**TUGAS LATIHAN**
1. Ringkaslah artikel tentang setahun kepemimpinan Prabowo di Riau dalam dua kalimat.
2. Salin persis bagian artikel tentang setahun kepemimpinan Prabowo di Riau, mulai dari "Radarriaunet | Pekanbaru" dan berakhir pada "dan supremasi hukum.".

**TEKS HASIL EKSTRAKSI**

◆ ◆ ◆ ◆ ◆

Radarriaunet | Pekanbaru – Genap satu tahun kepemimpinan Presiden Prabowo Subianto, narasi keberhasilan pembangunan yang "berjalan simultan" dan telah "dirasakan manfaatnya hingga ke daerah" seperti yang disampaikan oleh Anggota Komisi III DPRD Riau, Edi Basri, perlu disandingkan dengan tinjauan kritis yang lebih mendalam mengenai tantangan dan kesenjangan yang masih menghantui Provinsi Riau, terutama dalam konteks otonomi daerah, efektivitas program nasional, dan supremasi hukum.
Edi Basri menyoroti suksesnya realisasi Program Makan Bergizi Gratis (MBG) yang disebutnya telah mencapai "300-an titik" di Kampar dan wilayah lain di Riau. Namun, apresiasi ini perlu diiringi dengan evaluasi terhadap kritik nasional yang menyebut program seperti MBG masih menghadapi masalah dalam konsep, efisiensi anggaran, dan ketepatan sasaran di beberapa wilayah.

◆ ◆ ◆ ◆ ◆

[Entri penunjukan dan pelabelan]
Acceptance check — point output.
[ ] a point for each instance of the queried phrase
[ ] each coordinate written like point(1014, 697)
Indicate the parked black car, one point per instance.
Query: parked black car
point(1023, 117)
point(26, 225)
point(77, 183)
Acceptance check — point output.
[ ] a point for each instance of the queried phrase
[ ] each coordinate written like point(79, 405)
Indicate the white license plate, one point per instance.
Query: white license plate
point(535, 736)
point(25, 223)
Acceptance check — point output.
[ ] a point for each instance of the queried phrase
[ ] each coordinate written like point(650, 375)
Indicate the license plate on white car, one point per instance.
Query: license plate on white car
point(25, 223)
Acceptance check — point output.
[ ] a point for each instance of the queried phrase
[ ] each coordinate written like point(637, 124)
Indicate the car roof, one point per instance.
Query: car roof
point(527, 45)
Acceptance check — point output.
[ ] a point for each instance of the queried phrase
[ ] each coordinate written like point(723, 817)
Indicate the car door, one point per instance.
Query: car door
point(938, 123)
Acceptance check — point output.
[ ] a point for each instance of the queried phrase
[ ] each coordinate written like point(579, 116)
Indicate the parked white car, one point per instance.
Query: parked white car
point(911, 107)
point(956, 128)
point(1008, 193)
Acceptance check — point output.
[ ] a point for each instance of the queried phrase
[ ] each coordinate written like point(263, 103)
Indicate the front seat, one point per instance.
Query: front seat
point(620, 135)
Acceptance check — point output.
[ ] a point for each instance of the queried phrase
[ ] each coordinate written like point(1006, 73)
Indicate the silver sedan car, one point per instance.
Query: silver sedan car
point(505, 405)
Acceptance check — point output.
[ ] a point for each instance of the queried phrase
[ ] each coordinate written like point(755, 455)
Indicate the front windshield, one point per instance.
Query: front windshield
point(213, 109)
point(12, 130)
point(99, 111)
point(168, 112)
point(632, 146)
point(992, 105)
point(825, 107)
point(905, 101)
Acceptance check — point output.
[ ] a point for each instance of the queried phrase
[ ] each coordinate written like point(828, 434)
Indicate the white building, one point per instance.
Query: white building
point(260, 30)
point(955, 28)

◆ ◆ ◆ ◆ ◆

**JAWABAN**
1. Anggota Komisi III DPRD Riau, Edi Basri, menyampaikan narasi keberhasilan pembangunan pada satu tahun kepemimpinan Presiden Prabowo Subianto, dan narasi itu perlu disandingkan dengan tinjauan kritis mengenai tantangan dan kesenjangan yang masih menghantui Provinsi Riau. Edi Basri menyoroti realisasi Program Makan Bergizi Gratis yang disebutnya mencapai 300-an titik di Kampar dan wilayah lain di Riau, tetapi apresiasi itu perlu diiringi evaluasi terhadap kritik nasional soal konsep, efisiensi anggaran, dan ketepatan sasaran program tersebut.

2.
Radarriaunet | Pekanbaru – Genap satu tahun kepemimpinan Presiden Prabowo Subianto, narasi keberhasilan pembangunan yang "berjalan simultan" dan telah "dirasakan manfaatnya hingga ke daerah" seperti yang disampaikan oleh Anggota Komisi III DPRD Riau, Edi Basri, perlu disandingkan dengan tinjauan kritis yang lebih mendalam mengenai tantangan dan kesenjangan yang masih menghantui Provinsi Riau, terutama dalam konteks otonomi daerah, efektivitas program nasional, dan supremasi hukum.